[Excerpts from point annotation data]
* START *

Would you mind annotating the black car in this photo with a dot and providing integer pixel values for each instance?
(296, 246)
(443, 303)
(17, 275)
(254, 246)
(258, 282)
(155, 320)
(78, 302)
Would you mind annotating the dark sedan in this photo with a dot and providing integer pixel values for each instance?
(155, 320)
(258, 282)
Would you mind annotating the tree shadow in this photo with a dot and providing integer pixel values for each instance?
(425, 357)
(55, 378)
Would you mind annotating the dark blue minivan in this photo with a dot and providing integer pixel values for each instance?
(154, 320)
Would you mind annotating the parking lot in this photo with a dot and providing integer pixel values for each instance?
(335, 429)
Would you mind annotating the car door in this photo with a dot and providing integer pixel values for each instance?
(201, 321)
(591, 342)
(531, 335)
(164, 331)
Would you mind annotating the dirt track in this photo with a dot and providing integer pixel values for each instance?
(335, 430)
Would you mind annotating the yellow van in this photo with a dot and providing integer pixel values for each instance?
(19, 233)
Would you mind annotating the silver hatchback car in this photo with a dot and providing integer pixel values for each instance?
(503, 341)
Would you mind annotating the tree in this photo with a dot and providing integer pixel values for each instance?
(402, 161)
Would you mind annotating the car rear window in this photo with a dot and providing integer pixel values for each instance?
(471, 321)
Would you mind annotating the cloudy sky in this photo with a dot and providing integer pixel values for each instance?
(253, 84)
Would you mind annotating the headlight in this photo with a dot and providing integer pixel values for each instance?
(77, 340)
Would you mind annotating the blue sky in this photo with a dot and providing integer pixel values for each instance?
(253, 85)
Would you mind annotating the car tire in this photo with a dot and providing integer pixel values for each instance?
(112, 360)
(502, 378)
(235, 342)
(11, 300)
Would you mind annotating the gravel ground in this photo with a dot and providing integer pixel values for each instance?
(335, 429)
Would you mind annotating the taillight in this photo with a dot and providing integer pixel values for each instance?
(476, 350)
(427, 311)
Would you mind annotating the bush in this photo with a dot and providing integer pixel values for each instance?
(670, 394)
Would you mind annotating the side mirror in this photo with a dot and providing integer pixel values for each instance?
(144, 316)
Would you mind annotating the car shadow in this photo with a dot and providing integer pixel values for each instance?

* END *

_Aim_
Could you write out the data again from the line containing "Would you mind annotating the cloudy" through the end of the data, with the request lines left unchanged and every coordinate in the answers adjusted by adding -119 to it?

_Complete answer_
Would you mind annotating the cloudy sky in this photo with a dot and providing integer pixel values for each instance?
(134, -35)
Would you mind annotating the headlight in this photo with a dot and providing integer pixel values for each instance?
(-42, 221)
Would you mind annotating the blue sky in this photo with a dot and providing integer pixel values for each instance?
(134, -34)
Would you mind annotating the car tire in this photo with a dot and providing integer pixel values for each instance?
(-7, 241)
(383, 259)
(116, 223)
(-108, 181)
Would you mind annotating the gravel ground in this photo with a dot and providing integer pixel values for each instance?
(216, 310)
Would you mind annotating the taillight in this photo with a dot and providing integer pixel values for each instance?
(357, 231)
(308, 192)
Would you mind annotating the bush in this photo with a dot and providing integer pixel values for each instance?
(551, 275)
Would you mind annotating the side mirror in this photo with a dot and providing integer pixel values for each instance?
(25, 197)
Would you mind annotating the car shadow in this photo with a dot and providing integer pixel values for each instance?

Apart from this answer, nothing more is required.